■ **Exercise brief**
Only one stretch of the data below is wanted: the lines from the one with "--target eroded rock face" through the one with "of the eroded", repeated exactly.

■ **Stored data entries**

***

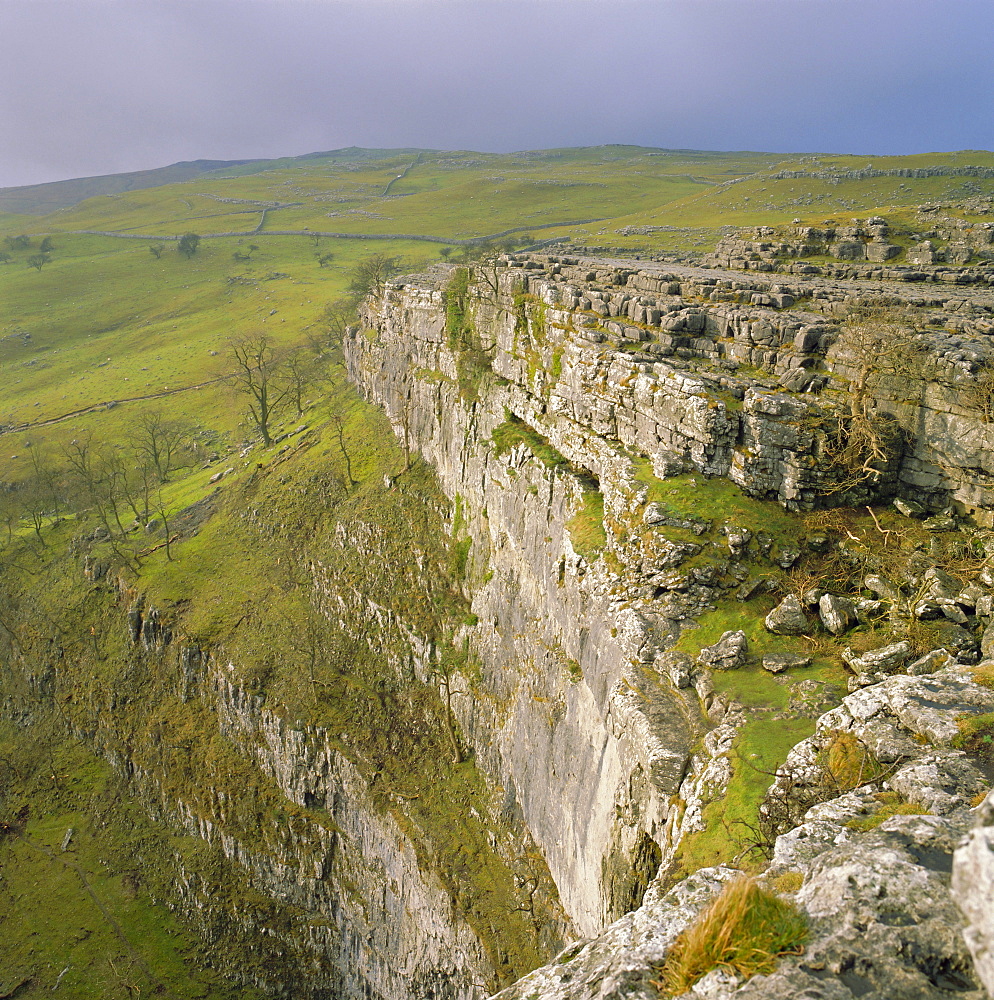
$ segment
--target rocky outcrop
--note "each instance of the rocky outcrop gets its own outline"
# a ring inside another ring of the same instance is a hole
[[[776,838],[761,876],[806,916],[803,954],[747,981],[715,970],[688,998],[985,995],[992,940],[990,798],[973,812],[968,803],[989,779],[961,752],[941,746],[958,731],[953,720],[994,706],[994,692],[973,682],[966,668],[927,680],[895,677],[872,691],[850,695],[823,716],[818,734],[856,733],[881,760],[899,766],[851,791],[836,788],[808,807],[798,825]],[[814,749],[818,734],[788,758],[781,788],[821,766]],[[926,735],[929,743],[914,738]],[[906,805],[889,815],[896,793]],[[655,883],[639,910],[498,997],[654,1000],[654,982],[673,941],[735,874],[702,869],[668,892]]]
[[[507,401],[520,419],[595,475],[604,474],[598,439],[617,441],[649,456],[657,475],[697,469],[801,508],[845,499],[831,440],[848,401],[824,391],[833,373],[852,374],[851,355],[832,350],[839,316],[881,301],[941,313],[945,329],[923,341],[937,367],[921,398],[909,400],[906,384],[880,390],[877,406],[901,441],[875,490],[866,481],[862,489],[935,508],[956,498],[981,518],[994,510],[992,425],[964,392],[994,357],[994,294],[568,257],[505,263],[492,279],[500,291],[469,290],[463,309],[483,335],[477,357],[521,391]],[[444,353],[447,280],[441,272],[388,289],[376,322],[434,323],[429,343]],[[424,347],[415,352],[418,366]],[[458,378],[455,367],[465,374],[465,363],[450,367],[449,378]]]

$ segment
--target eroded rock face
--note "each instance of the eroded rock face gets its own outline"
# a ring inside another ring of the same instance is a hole
[[[457,638],[482,666],[472,683],[454,680],[453,711],[477,765],[538,843],[570,918],[590,934],[638,902],[653,874],[646,859],[658,864],[672,849],[670,800],[705,724],[696,693],[681,690],[689,673],[654,664],[710,591],[681,568],[698,551],[692,542],[649,533],[626,547],[611,529],[606,545],[623,560],[625,585],[604,560],[574,549],[569,525],[592,488],[633,533],[673,516],[646,503],[611,436],[622,410],[587,391],[603,373],[609,395],[630,397],[621,383],[632,368],[564,353],[560,395],[549,402],[539,391],[545,370],[529,376],[513,295],[478,309],[504,382],[481,376],[473,398],[437,286],[391,289],[371,306],[365,320],[376,335],[348,342],[349,370],[460,498],[478,621]],[[696,399],[691,406],[720,429],[720,414]],[[625,436],[656,434],[655,422],[643,423]],[[542,460],[529,444],[536,432],[562,461]],[[698,432],[688,425],[687,433]],[[498,448],[495,438],[511,443]],[[677,520],[692,531],[703,523]]]
[[[824,439],[812,428],[830,428],[837,419],[817,396],[823,378],[817,366],[842,370],[845,361],[826,360],[835,324],[824,316],[801,322],[780,311],[793,305],[789,289],[756,292],[759,299],[746,306],[740,290],[726,289],[718,277],[613,265],[584,269],[576,261],[549,259],[507,263],[496,293],[478,295],[468,307],[480,338],[474,350],[486,357],[475,373],[446,328],[447,275],[388,286],[363,315],[367,332],[347,340],[347,361],[367,398],[434,466],[448,495],[459,498],[461,531],[471,542],[467,588],[478,622],[457,638],[482,664],[471,684],[456,680],[454,711],[462,732],[508,808],[520,811],[576,925],[588,936],[607,935],[603,948],[592,943],[591,950],[581,949],[587,964],[574,964],[581,956],[571,952],[555,975],[536,973],[532,993],[587,995],[579,986],[570,992],[575,977],[583,989],[599,983],[605,996],[638,995],[631,991],[649,980],[637,961],[626,964],[623,946],[635,940],[640,918],[629,915],[620,924],[611,918],[638,900],[640,886],[630,884],[631,873],[644,874],[647,858],[671,857],[680,835],[703,822],[707,797],[721,794],[735,706],[715,692],[707,670],[666,652],[679,623],[708,608],[720,573],[700,565],[697,543],[660,541],[656,529],[673,526],[700,536],[711,524],[670,509],[658,496],[649,502],[632,455],[645,456],[658,477],[725,476],[755,496],[810,508],[833,475]],[[688,293],[707,304],[684,301]],[[705,363],[695,367],[687,363],[692,359]],[[740,363],[770,377],[740,376]],[[918,415],[949,457],[959,447],[954,439],[968,439],[973,424],[961,413],[949,416],[955,406],[943,392],[933,393],[928,412]],[[959,452],[948,468],[967,469],[969,462],[975,463],[969,468],[987,467],[972,446]],[[911,488],[931,503],[951,483],[947,466],[936,471],[918,452],[892,459],[881,470],[880,489]],[[953,478],[982,506],[986,487],[974,484],[972,475]],[[979,483],[982,476],[975,478]],[[963,485],[968,481],[969,489]],[[876,487],[867,489],[865,498]],[[589,549],[579,551],[579,543],[574,547],[569,529],[592,490],[603,502],[603,551],[613,568]],[[757,549],[784,569],[796,562],[798,551],[789,547],[771,554],[763,534],[726,527],[726,563]],[[752,586],[747,574],[736,584],[746,599]],[[900,597],[899,588],[893,595],[886,587],[881,592]],[[944,619],[956,608],[969,619],[961,596],[943,590],[929,600]],[[818,594],[832,631],[884,608],[882,601],[824,598]],[[943,624],[972,641],[958,619]],[[781,602],[767,621],[782,634],[807,634],[816,625],[796,597]],[[953,640],[959,642],[950,633]],[[714,667],[739,655],[726,657],[722,643],[717,646],[706,654]],[[893,765],[892,790],[947,824],[932,833],[948,840],[959,829],[963,797],[984,781],[949,747],[950,727],[956,729],[950,719],[987,702],[955,670],[887,677],[908,659],[906,649],[871,655],[858,675],[868,686],[826,716],[788,764],[803,779],[819,767],[832,732],[853,732],[878,760]],[[703,741],[705,752],[691,755],[694,739],[709,725],[715,728]],[[922,739],[938,746],[926,754]],[[682,814],[670,806],[675,795],[686,804]],[[856,797],[865,818],[877,800],[872,790]],[[930,945],[927,935],[905,932],[916,893],[935,903],[936,928],[952,912],[942,871],[922,860],[920,845],[912,849],[914,838],[885,829],[886,823],[883,833],[850,835],[844,810],[805,818],[806,808],[798,819],[810,836],[795,837],[792,853],[785,841],[778,863],[810,881],[812,919],[825,921],[819,925],[821,950],[812,952],[820,957],[808,966],[788,963],[779,980],[769,977],[768,988],[780,991],[769,995],[817,989],[845,997],[865,992],[867,982],[879,990],[888,981],[926,997],[950,983],[973,989],[969,958],[955,935],[938,935]],[[901,818],[891,822],[900,825]],[[868,852],[863,868],[852,867],[859,864],[856,854],[843,852],[816,870],[822,855],[848,849],[857,836]],[[843,869],[855,879],[849,895],[836,879]],[[893,913],[863,900],[890,879],[900,886]],[[657,891],[650,889],[644,905],[659,903]],[[833,898],[847,915],[830,925],[825,908]],[[845,948],[864,917],[874,932],[860,946],[875,942],[879,953],[859,952],[856,969]],[[887,949],[897,950],[891,965],[880,957]],[[763,995],[759,988],[717,980],[707,987],[715,996],[734,990]]]

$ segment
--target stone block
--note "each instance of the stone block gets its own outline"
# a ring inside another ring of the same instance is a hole
[[[856,606],[840,594],[824,594],[818,601],[818,617],[832,635],[848,632],[856,622]]]

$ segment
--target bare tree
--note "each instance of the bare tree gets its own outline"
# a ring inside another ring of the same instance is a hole
[[[37,479],[26,479],[18,483],[14,493],[14,500],[18,516],[30,523],[35,535],[38,536],[38,541],[44,545],[45,539],[42,536],[41,529],[44,527],[51,512],[48,490]]]
[[[290,351],[283,362],[282,376],[286,382],[287,398],[296,407],[297,416],[304,415],[304,396],[318,388],[327,378],[319,358],[311,357],[301,348]]]
[[[191,427],[179,420],[167,420],[161,410],[143,413],[136,422],[135,450],[144,456],[159,475],[160,482],[169,478],[191,435]]]
[[[974,374],[973,381],[963,390],[970,406],[980,411],[985,424],[994,423],[994,360],[988,360]]]
[[[264,333],[232,341],[228,354],[235,363],[231,384],[248,400],[252,423],[266,445],[271,445],[270,423],[290,394],[285,358]]]
[[[324,307],[319,320],[323,336],[311,338],[311,345],[320,354],[328,354],[333,364],[343,365],[342,343],[350,326],[356,321],[355,299],[335,299]]]
[[[56,463],[51,448],[44,441],[25,441],[24,450],[40,498],[47,498],[52,516],[58,519],[66,494],[66,470]]]
[[[345,447],[345,421],[340,413],[335,413],[331,418],[331,426],[335,429],[335,436],[338,438],[338,447],[342,453],[342,460],[345,462],[345,481],[349,489],[355,486],[356,481],[352,477],[352,458],[348,448]]]
[[[453,688],[453,679],[458,673],[460,665],[466,662],[468,645],[468,642],[464,642],[461,650],[452,647],[439,651],[434,662],[428,667],[428,676],[438,684],[439,694],[442,696],[442,723],[445,735],[449,740],[449,746],[452,749],[453,764],[461,764],[465,759],[459,744],[459,737],[456,734],[456,716],[452,710],[452,699],[457,694],[465,693]]]

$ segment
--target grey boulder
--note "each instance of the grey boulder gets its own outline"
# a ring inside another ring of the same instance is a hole
[[[796,594],[788,594],[766,616],[767,630],[776,635],[804,635],[810,627]]]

***

■ **Solved exercise**
--target eroded rock face
--note "each instance of the eroded rock face gets its own outline"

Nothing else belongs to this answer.